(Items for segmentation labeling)
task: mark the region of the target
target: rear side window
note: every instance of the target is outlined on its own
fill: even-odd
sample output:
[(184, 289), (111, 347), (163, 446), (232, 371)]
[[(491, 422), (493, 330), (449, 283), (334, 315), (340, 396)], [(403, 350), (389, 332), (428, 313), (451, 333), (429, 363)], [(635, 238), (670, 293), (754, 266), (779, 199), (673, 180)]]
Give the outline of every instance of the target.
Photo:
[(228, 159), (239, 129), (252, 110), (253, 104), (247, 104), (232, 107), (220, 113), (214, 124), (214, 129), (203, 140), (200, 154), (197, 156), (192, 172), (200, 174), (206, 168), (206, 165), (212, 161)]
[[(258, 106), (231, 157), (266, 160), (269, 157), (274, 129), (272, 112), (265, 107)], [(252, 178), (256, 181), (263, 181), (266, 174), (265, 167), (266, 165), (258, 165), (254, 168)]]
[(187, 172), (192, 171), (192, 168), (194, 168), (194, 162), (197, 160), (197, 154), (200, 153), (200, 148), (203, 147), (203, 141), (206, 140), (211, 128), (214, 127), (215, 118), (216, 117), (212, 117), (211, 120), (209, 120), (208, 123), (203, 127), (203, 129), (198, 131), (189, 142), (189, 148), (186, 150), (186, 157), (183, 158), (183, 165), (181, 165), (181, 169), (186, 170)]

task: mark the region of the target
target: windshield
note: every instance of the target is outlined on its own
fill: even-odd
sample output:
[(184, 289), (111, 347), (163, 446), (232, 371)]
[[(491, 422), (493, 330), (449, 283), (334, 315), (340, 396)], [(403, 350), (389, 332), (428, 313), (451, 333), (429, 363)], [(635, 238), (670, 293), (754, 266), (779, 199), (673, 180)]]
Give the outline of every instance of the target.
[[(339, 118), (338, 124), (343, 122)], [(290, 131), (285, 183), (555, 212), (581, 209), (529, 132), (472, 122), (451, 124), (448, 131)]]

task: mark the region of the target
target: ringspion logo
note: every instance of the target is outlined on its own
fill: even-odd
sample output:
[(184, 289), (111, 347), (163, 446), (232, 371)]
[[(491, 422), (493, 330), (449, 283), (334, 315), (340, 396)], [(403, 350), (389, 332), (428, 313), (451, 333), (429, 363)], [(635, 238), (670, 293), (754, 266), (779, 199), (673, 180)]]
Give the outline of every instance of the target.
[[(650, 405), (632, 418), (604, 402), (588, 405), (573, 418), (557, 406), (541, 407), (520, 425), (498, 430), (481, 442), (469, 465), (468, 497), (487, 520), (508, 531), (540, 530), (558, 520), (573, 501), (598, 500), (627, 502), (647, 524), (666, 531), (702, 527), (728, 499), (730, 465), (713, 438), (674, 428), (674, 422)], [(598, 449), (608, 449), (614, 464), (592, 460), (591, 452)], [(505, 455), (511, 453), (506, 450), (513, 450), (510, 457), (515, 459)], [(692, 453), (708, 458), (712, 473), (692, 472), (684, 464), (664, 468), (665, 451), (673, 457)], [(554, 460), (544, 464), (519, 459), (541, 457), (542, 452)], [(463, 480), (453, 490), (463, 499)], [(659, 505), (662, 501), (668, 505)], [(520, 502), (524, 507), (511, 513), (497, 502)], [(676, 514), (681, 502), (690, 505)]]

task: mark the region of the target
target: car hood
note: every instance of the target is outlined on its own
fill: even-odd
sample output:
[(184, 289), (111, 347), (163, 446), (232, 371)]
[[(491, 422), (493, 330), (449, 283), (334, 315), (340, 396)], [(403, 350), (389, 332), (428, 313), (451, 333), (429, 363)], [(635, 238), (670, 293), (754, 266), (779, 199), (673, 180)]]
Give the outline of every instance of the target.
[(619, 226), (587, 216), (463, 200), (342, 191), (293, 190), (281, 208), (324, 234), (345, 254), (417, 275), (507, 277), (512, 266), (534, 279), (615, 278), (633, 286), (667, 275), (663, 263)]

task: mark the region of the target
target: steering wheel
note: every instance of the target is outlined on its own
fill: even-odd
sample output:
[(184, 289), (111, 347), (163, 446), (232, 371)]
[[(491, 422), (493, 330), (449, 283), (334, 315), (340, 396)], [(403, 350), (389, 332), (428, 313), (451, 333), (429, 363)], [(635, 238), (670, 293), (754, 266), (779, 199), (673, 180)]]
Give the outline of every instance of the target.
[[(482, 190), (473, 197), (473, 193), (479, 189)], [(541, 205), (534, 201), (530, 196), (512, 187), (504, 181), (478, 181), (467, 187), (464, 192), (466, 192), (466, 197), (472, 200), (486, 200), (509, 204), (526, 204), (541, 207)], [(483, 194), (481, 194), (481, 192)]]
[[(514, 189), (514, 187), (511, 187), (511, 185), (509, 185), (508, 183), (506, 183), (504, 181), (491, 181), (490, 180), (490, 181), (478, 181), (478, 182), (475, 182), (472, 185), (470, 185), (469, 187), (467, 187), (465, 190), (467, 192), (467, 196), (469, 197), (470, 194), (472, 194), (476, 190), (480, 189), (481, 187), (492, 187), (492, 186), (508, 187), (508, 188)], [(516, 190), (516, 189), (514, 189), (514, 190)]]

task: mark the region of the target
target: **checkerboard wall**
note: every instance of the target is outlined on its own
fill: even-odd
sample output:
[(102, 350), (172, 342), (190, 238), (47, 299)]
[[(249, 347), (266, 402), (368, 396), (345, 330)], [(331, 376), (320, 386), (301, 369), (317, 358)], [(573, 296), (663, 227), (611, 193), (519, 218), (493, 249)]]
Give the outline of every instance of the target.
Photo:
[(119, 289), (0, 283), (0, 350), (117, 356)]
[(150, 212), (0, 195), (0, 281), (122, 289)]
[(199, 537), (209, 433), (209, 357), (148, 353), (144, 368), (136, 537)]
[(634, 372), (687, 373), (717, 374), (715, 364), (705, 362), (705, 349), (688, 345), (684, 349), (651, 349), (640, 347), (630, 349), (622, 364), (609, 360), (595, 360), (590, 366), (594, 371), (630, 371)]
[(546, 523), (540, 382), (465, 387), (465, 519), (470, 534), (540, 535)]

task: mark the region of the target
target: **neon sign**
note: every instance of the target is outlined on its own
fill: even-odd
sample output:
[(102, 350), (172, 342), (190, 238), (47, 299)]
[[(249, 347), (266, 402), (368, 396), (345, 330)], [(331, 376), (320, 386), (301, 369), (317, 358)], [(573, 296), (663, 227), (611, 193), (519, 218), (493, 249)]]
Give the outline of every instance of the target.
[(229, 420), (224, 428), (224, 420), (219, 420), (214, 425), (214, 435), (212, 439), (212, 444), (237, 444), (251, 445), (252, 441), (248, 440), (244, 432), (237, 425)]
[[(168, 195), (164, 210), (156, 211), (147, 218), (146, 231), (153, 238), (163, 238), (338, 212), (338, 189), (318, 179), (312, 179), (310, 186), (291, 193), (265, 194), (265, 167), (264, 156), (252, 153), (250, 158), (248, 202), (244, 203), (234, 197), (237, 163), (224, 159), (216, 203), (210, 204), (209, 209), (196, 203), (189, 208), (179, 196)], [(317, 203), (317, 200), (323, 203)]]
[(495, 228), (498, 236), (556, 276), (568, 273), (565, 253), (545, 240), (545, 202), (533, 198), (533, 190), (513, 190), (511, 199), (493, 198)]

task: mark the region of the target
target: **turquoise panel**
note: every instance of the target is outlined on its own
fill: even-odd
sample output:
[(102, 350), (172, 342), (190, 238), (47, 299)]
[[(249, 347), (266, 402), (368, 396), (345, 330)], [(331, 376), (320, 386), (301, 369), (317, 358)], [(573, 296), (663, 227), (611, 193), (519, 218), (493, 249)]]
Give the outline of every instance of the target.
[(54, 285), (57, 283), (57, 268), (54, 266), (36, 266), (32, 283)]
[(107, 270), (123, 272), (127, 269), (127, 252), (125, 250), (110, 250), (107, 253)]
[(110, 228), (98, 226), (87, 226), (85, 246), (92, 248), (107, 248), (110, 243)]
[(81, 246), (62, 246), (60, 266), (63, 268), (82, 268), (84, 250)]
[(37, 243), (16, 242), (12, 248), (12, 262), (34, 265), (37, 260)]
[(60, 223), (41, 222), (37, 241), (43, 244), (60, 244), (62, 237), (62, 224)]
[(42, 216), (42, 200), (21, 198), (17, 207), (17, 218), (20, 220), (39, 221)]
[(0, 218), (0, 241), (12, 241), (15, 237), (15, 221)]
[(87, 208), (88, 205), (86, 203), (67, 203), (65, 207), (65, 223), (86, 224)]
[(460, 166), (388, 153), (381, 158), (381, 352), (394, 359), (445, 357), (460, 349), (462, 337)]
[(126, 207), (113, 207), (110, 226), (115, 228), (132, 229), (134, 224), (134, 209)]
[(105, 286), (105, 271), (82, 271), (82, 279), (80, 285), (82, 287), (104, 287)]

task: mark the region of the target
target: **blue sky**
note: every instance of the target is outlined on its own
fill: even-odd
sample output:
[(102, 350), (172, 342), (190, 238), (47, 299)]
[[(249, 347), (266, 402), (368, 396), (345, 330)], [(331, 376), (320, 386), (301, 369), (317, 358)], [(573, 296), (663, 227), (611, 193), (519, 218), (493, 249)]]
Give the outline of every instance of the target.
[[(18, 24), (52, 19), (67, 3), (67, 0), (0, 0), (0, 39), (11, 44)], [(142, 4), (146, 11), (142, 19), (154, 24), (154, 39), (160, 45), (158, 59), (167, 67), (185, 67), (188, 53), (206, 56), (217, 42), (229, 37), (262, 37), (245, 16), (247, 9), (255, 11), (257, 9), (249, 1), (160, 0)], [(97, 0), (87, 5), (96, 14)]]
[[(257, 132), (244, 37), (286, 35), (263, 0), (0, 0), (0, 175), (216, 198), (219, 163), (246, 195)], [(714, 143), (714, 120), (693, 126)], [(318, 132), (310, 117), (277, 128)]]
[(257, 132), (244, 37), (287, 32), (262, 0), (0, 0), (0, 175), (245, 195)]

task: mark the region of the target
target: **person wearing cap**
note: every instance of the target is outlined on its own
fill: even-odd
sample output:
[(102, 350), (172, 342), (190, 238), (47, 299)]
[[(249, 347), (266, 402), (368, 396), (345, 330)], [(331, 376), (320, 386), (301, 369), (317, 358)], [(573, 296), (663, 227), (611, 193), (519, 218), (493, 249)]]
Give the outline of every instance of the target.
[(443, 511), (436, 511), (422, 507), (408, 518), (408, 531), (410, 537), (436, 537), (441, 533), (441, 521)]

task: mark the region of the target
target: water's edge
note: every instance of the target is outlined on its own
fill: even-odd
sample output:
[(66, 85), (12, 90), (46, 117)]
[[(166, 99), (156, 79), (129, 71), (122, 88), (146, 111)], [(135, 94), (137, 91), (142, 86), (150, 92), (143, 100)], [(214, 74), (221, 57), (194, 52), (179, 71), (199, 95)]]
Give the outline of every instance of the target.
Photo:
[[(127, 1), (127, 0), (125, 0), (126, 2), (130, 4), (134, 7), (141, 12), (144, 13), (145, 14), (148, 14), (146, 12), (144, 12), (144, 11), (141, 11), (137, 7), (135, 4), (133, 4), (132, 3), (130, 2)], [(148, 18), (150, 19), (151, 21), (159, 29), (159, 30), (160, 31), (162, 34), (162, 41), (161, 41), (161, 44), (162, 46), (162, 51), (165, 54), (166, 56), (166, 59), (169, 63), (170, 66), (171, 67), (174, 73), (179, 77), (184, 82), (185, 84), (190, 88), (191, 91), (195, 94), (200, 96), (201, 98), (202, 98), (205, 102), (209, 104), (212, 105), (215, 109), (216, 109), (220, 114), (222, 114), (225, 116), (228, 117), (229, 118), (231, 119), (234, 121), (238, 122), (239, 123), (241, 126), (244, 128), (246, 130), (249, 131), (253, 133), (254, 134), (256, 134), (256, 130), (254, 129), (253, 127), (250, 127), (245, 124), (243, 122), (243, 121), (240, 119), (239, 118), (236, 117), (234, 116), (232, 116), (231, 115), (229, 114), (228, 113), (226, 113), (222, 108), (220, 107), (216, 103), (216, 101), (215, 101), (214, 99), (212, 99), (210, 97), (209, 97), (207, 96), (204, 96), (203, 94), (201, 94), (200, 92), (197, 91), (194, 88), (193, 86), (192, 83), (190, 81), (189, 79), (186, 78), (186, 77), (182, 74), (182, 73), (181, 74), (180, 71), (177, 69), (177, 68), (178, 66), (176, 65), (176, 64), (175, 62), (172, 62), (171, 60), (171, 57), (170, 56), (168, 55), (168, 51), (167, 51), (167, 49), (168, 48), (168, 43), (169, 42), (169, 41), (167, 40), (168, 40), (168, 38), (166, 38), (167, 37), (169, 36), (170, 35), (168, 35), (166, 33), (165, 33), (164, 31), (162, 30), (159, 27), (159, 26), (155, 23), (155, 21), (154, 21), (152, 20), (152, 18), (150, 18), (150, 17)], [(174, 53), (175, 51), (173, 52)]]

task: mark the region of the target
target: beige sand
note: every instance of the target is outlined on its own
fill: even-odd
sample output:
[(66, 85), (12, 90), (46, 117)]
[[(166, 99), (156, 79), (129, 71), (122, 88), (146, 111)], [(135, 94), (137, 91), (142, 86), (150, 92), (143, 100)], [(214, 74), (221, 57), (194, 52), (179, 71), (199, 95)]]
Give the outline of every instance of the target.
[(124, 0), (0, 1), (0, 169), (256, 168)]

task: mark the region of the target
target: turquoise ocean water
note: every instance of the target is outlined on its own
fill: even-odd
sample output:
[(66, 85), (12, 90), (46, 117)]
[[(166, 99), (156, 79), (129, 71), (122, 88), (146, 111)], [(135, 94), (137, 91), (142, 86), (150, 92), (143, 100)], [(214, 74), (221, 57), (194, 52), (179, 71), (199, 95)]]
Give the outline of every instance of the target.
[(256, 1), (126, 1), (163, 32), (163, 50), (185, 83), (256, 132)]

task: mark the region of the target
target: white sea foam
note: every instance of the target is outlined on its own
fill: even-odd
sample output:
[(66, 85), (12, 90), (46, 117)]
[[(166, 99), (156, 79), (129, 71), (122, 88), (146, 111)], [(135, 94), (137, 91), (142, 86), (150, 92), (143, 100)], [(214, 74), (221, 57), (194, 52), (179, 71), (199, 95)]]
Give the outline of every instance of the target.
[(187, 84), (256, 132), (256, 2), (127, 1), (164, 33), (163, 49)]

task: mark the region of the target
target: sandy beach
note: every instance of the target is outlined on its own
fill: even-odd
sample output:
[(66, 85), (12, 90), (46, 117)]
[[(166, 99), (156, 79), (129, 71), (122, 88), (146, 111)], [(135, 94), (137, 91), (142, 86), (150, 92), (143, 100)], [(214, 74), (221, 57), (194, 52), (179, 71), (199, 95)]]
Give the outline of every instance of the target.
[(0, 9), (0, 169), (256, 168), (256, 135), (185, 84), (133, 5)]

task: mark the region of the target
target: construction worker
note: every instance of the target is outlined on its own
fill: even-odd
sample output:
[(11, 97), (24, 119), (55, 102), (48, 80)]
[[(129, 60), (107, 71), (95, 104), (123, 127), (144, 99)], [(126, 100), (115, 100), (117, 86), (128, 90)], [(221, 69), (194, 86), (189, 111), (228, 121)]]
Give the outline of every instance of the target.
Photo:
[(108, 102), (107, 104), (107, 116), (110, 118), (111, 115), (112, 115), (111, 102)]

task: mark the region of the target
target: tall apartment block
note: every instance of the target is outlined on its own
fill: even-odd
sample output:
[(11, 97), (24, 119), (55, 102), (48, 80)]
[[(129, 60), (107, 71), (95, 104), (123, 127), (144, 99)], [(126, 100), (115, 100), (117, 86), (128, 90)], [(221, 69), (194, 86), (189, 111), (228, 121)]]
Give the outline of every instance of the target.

§ **What you are asked to do**
How many lines of the data above contain the word "turquoise"? Give only the number.

§ **Worked solution**
2